-- TASK MATERIAL follows --

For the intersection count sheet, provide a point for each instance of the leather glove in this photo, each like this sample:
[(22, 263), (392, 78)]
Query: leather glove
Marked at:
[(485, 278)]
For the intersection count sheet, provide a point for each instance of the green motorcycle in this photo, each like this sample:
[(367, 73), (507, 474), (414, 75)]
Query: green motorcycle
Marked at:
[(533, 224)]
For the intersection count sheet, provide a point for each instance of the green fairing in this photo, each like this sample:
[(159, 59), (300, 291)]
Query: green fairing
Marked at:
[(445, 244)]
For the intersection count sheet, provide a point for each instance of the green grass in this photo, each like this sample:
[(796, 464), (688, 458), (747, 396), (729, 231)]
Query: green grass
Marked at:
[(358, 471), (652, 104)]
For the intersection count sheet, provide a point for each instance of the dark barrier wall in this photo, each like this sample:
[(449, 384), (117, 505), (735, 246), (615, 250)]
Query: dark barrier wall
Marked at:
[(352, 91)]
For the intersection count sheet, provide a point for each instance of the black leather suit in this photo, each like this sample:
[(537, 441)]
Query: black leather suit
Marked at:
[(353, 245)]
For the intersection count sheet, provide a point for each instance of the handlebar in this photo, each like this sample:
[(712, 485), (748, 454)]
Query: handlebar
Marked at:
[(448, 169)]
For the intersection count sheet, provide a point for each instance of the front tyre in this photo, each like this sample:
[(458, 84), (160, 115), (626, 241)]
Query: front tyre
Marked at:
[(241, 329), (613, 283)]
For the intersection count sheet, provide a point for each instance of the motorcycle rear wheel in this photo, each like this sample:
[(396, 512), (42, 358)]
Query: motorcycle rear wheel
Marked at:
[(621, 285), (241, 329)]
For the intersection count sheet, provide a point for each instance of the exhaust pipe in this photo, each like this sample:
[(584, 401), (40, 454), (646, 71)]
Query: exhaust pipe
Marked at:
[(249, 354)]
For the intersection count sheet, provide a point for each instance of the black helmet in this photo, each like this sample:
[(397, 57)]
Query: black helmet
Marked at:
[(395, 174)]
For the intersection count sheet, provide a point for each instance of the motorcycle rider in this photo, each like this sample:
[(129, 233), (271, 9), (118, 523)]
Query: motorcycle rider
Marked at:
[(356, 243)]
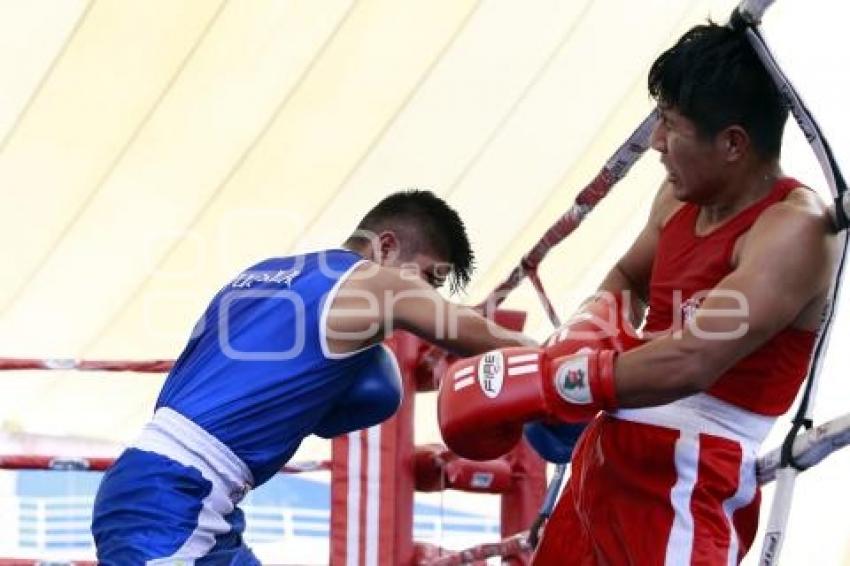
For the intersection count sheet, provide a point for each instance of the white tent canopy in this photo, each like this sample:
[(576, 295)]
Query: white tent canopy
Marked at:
[(150, 150)]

-- TASK MATERIAL concluded --

• [REQUIREMENT]: Would you please copy, word for word, everything above from the line containing "Query: green grass" down to the line containing "Query: front tyre", those two lines included?

• [TASK SOLUTION]:
Query: green grass
Marked at:
[(358, 471), (652, 104)]
For the intersection count sheet, provide a point for each instance of the dark barrier wall in this photo, each like this sample:
[(449, 384), (117, 505), (735, 246), (615, 250)]
Query: dark barrier wall
Marked at:
[(352, 91)]
For the intersection count sheet, provide a point for each instance of the black leather suit in this photo, each like this sample:
[(537, 441)]
Query: black leather suit
Marked at:
[(353, 245)]
For the intersection count sheet, provide a point for each instance of the handlebar in this photo, each like this sample:
[(712, 485), (748, 454)]
Query: handlebar
Marked at:
[(448, 169)]
For the intersection count sheet, provide a point for each instance of the front tyre in this photo, each like this sample:
[(458, 84), (160, 115), (626, 241)]
Query: front tyre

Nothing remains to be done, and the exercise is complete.